** START **

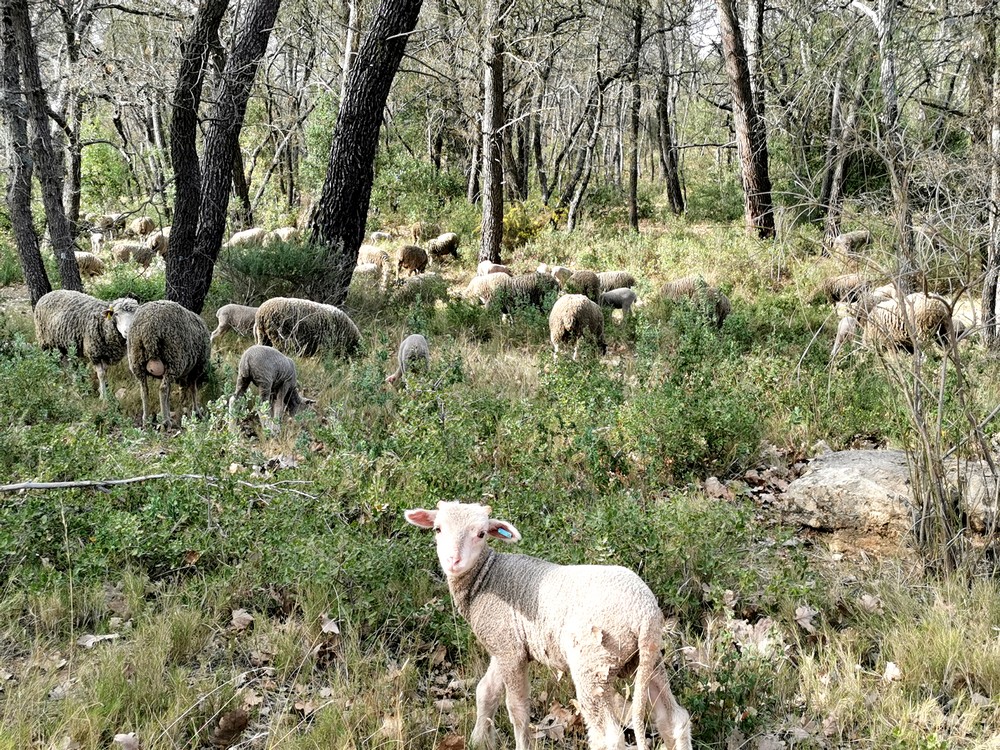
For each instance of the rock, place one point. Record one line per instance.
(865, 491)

** END **
** START **

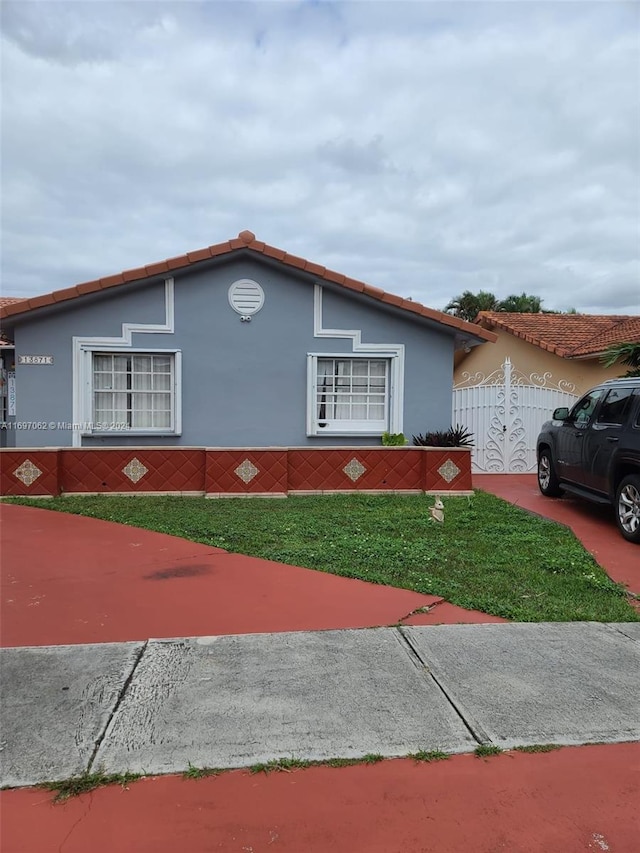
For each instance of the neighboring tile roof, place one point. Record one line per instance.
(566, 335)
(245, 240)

** END **

DIRECTION - List every line of the records above that contains the word "instance", copying each line in full.

COMPLETED TASK -
For each instance of the rock, place one point. Record one line per instance.
For each instance of the neighboring tile roof, place one point. Record one line per instance.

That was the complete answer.